■ Document text:
****

Raahil Chopra
Jan 30, 2024

How a creative chief of staff helped DDB bag ‘network of the year’ at Cannes Lions in 2023

DDB’s creative chief of staff, Susie Walker, sits down with Campaign for a wide-ranging interview on her role at the agency, her 10-year work experience at Cannes Lions, and the importance of being interesting and interested.

How a creative chief of staff helped DDB bag ‘network of the year’ at Cannes Lions in 2023

Susie Walker, creative chief of staff, DDB Worldwide, was in India last week as the agency had a creative meet organised by Rahul Mathew, group chief creative officer, DDB Mudra, for the Asia Creative Council.  

 

During her visit to the country, which was her first one in an official capacity, we caught up with her to learn more about her job role, whether India is performing as per expectations, and what DDB is doing to retain its ‘network of the year’ title at the Cannes Lions this year.

 

Edited excerpts:

 

Could you explain your role as creative chief of staff? 

 

I’ve been in my role for the last 18 months. It’s a very strange title, and I joined to partner Ari (Weiss), who was chief creative officer (who has moved on since then).

****

■ Data entries:

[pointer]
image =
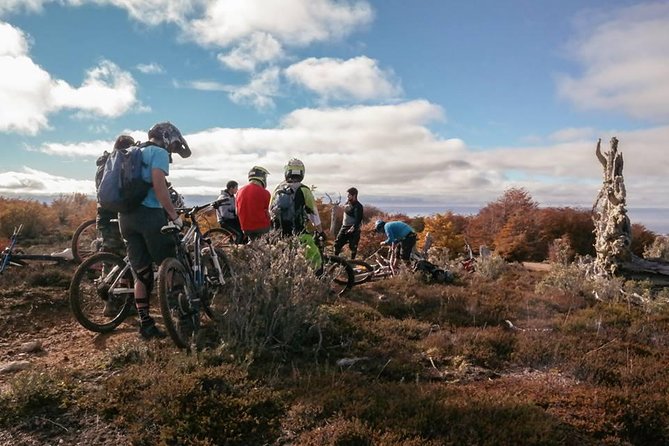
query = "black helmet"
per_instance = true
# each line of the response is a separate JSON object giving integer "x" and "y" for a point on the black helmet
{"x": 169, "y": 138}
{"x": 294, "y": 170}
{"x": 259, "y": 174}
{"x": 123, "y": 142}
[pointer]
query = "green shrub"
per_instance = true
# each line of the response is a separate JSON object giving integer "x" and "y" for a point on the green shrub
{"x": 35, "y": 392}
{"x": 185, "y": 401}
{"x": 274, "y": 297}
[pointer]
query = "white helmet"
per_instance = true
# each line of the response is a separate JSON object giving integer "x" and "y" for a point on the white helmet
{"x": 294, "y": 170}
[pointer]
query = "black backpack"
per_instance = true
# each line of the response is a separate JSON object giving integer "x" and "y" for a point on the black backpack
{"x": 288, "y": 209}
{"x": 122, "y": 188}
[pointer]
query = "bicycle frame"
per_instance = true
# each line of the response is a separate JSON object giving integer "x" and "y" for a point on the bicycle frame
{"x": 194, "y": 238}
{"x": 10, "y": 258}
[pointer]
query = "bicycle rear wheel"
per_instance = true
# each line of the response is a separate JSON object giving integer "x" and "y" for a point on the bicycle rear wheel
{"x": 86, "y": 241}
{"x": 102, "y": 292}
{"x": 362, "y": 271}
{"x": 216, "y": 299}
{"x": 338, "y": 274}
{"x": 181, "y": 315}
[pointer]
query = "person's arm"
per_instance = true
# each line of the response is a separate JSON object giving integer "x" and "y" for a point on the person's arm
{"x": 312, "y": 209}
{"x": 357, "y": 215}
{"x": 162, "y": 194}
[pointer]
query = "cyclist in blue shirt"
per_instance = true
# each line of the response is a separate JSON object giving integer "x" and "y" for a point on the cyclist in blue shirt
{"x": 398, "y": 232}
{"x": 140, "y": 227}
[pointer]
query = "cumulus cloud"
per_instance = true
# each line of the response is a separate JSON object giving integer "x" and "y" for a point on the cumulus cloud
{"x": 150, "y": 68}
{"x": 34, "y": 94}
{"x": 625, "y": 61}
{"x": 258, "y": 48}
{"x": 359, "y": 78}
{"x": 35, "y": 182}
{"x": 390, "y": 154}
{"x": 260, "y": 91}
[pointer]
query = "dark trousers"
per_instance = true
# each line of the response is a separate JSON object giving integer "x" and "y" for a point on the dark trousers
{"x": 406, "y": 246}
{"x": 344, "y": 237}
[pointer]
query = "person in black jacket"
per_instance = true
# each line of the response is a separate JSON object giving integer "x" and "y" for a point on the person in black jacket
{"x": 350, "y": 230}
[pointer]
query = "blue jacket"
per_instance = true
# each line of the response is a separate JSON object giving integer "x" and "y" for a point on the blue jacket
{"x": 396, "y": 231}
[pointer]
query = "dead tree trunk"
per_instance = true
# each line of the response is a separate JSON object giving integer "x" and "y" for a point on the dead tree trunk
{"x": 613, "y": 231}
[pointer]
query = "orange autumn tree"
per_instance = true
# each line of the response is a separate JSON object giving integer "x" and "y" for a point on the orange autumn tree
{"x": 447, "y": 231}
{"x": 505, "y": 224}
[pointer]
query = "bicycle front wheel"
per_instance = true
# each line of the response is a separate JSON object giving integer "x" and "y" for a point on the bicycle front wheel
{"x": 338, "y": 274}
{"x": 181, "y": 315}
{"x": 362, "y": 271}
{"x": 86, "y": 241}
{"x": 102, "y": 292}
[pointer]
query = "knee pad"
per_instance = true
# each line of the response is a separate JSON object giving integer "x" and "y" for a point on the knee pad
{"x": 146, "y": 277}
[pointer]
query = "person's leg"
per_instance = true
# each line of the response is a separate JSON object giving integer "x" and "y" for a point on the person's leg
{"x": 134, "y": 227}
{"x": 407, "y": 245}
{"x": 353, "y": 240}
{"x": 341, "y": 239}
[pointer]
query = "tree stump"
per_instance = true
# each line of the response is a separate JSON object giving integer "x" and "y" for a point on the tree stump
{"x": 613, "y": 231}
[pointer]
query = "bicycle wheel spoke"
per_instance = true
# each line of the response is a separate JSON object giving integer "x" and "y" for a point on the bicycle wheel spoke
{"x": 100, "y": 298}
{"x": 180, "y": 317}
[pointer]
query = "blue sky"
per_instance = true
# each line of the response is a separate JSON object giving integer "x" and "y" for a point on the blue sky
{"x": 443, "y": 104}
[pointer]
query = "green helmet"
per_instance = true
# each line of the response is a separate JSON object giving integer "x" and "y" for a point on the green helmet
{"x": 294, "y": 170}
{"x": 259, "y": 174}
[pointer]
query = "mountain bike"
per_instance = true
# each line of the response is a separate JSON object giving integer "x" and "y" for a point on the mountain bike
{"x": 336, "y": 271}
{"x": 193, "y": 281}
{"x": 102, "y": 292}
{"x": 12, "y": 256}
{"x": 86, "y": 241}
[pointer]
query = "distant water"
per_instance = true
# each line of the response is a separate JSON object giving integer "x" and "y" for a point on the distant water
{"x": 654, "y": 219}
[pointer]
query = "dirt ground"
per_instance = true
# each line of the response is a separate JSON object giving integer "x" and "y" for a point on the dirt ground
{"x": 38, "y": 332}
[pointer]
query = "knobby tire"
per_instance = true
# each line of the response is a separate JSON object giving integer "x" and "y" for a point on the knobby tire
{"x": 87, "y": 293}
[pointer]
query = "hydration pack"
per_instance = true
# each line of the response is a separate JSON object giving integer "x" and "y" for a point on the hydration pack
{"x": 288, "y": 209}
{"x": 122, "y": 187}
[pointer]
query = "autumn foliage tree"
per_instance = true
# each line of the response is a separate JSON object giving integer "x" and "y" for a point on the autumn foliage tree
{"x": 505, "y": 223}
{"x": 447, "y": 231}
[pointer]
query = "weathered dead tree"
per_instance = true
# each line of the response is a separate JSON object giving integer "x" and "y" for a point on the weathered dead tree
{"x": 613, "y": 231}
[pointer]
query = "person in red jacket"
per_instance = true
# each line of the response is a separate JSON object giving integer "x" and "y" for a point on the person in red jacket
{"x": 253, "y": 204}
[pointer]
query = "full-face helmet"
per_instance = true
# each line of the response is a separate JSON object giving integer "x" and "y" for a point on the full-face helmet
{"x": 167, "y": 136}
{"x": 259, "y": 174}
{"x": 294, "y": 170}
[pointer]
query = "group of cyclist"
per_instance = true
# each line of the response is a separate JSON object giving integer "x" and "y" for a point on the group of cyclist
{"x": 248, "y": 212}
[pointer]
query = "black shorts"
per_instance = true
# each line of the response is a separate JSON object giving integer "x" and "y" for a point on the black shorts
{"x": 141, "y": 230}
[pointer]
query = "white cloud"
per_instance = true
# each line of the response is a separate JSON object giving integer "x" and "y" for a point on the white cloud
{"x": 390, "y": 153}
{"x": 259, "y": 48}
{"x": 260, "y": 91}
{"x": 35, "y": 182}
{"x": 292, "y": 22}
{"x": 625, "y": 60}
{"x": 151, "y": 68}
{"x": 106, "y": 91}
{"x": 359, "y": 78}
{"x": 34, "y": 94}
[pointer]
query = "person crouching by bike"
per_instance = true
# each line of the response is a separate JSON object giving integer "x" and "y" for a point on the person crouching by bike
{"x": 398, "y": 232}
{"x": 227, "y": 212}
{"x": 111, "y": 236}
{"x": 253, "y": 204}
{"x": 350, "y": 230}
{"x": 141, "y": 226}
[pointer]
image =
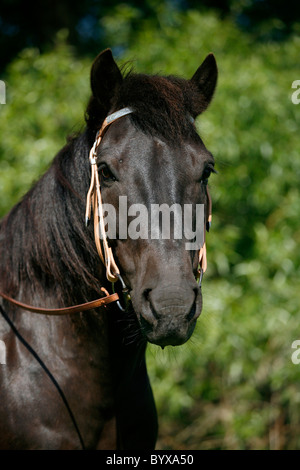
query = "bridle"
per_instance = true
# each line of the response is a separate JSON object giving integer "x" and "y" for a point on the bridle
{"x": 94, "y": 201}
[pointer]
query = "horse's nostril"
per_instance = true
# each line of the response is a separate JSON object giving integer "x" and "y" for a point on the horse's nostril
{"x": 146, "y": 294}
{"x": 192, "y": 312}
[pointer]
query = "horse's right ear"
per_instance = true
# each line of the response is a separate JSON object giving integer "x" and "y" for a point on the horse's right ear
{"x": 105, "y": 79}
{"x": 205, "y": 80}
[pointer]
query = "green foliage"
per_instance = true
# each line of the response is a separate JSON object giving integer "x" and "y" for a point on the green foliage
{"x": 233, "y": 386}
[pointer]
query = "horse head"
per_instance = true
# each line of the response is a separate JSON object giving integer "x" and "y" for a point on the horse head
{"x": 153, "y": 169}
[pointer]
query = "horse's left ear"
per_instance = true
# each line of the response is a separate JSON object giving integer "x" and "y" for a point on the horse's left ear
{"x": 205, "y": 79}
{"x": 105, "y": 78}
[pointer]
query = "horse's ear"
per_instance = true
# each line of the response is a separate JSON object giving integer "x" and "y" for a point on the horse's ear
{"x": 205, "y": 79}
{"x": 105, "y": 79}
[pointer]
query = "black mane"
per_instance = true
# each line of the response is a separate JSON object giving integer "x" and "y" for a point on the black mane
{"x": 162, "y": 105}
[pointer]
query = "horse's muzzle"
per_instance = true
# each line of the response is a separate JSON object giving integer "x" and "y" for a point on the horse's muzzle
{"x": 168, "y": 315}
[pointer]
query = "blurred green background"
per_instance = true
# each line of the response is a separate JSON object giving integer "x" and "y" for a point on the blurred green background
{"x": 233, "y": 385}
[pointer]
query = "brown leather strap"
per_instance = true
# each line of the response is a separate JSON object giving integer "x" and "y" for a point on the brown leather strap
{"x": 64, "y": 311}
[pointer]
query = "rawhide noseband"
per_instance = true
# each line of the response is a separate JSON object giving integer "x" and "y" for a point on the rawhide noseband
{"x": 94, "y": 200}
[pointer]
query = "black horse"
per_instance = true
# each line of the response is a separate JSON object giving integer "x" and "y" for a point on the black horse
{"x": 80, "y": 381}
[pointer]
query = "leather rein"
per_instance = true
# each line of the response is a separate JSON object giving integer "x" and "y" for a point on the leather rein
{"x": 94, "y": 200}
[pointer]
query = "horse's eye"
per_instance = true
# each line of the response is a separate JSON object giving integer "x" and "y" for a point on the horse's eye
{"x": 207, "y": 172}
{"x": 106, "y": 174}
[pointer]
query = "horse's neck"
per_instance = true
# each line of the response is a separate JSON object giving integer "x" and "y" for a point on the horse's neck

****

■ The exercise: Please write the next part of the interview with DDB's creative chief of staff, picking up after its last line. The material above has no connection to the interview.

■ Answer to this task:
DDB is thought of as a confederation of different agency brands and has strong agency brands in different countries, like the Mudra, 22feet and Tribal brands. What Ari was looking for, and a CCO works very differently, was for someone to partner with him and bring the senior leaders across the different agency brands together.

 

I’ve spent the last 18 months, working with different agencies and groups of agencies and in particular their creative leaders. I’ve known Rahul and Aditya (Kanthy, CEO, DDB Mudra Group and Omnicom Advertising Services) for a while, while I was working with the Cannes Lions.

 

My role is about community, culture and excellence. At DDB, our product is creative and that is our number one priority. If we are making a brilliant product, everything else will fall into place. Creative is about people, and without people there’s nothing. The big thing I’ve rolled out in the last 18 months is our creative council which is called the ‘Bullseye’. It came out of DDB Latin America. They’ve been running that model for five years. I lifted that and brought it globally and that’s what we’re working on in India right now.

 

Rahul, who is the CCO of DDB Mudra, heads the chief creative council across Asia.

 

You mentioned your last role with the Cannes Lions. How different is this world compared to your previous avatars?

 

I was expecting this massive culture change, but weirdly, it hasn’t been the case. Everyone’s been incredibly welcoming. One of the reasons I came to DDB was that while I was working with the Cannes Lions team, there was not one person I met, who I didn’t like.

 

DDB has a hiring policy, which is about ‘talented, but nice’. The team is interesting and interested.

 

DDB won network of the year at the Cannes Lions last year. Having worked with the Lions before that, were you able to share some inside tips to help win that accolade?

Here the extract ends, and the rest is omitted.